• _Data extracts_:
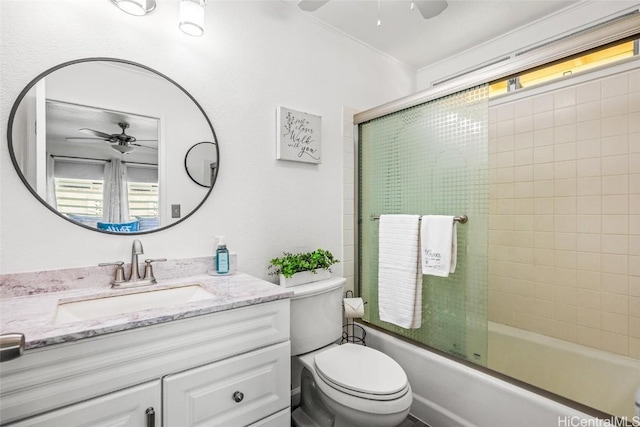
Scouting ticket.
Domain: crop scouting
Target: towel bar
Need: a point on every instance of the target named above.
(462, 219)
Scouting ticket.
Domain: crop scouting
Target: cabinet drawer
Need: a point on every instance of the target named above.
(234, 392)
(124, 408)
(281, 419)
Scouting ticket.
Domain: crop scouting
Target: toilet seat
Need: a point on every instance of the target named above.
(361, 372)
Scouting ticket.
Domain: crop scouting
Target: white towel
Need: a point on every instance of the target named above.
(438, 245)
(399, 284)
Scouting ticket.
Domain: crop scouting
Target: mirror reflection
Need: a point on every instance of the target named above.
(100, 141)
(201, 163)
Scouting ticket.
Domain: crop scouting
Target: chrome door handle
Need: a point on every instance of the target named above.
(11, 346)
(151, 417)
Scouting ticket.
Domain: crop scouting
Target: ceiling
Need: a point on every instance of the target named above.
(406, 36)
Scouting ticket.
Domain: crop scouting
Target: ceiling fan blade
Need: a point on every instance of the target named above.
(145, 146)
(83, 139)
(311, 5)
(430, 8)
(95, 133)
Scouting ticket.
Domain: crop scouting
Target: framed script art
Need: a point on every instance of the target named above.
(298, 136)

• _What you have to do_: Print every entry exactly as written, without the pictures.

• _Result of the exercise_:
Scouting ticket.
Domain: crop scouting
Target: towel bar
Need: a point on every instance of the target named above.
(462, 219)
Scouting ticket.
Domain: crop scouting
Target: cabinet drawer
Need: a point on every instance of the target named above.
(234, 392)
(124, 408)
(281, 419)
Scouting ticket.
Domain: crop scouting
Target: toilet seat
Need: a point on every instance of the target named above.
(361, 372)
Scouting ticket.
Domain: crop scouting
Target: white towel
Need: a point on every instance of the target named above.
(438, 245)
(399, 284)
Scouting ticket.
Domain: crop scouting
Target: mirror reflection
Need: a point on every instance of the target named above.
(100, 141)
(201, 163)
Scouting ticket.
Domain: crop scouting
Target: chrome door handle
Need: a point on every instance of the target named above.
(11, 346)
(151, 417)
Scouting ticket.
Domain: crop scouting
Target: ceiling
Need: a point on every instance of the target named above.
(406, 36)
Scouting ticket.
Domain: crop scouting
Target: ceiling fan blade
Need: a point on every instance of the target named above.
(145, 146)
(83, 139)
(311, 5)
(430, 8)
(95, 133)
Scouting ticket.
Domain: crop scouting
Target: framed script art
Need: a point on every instance of the target named above.
(298, 136)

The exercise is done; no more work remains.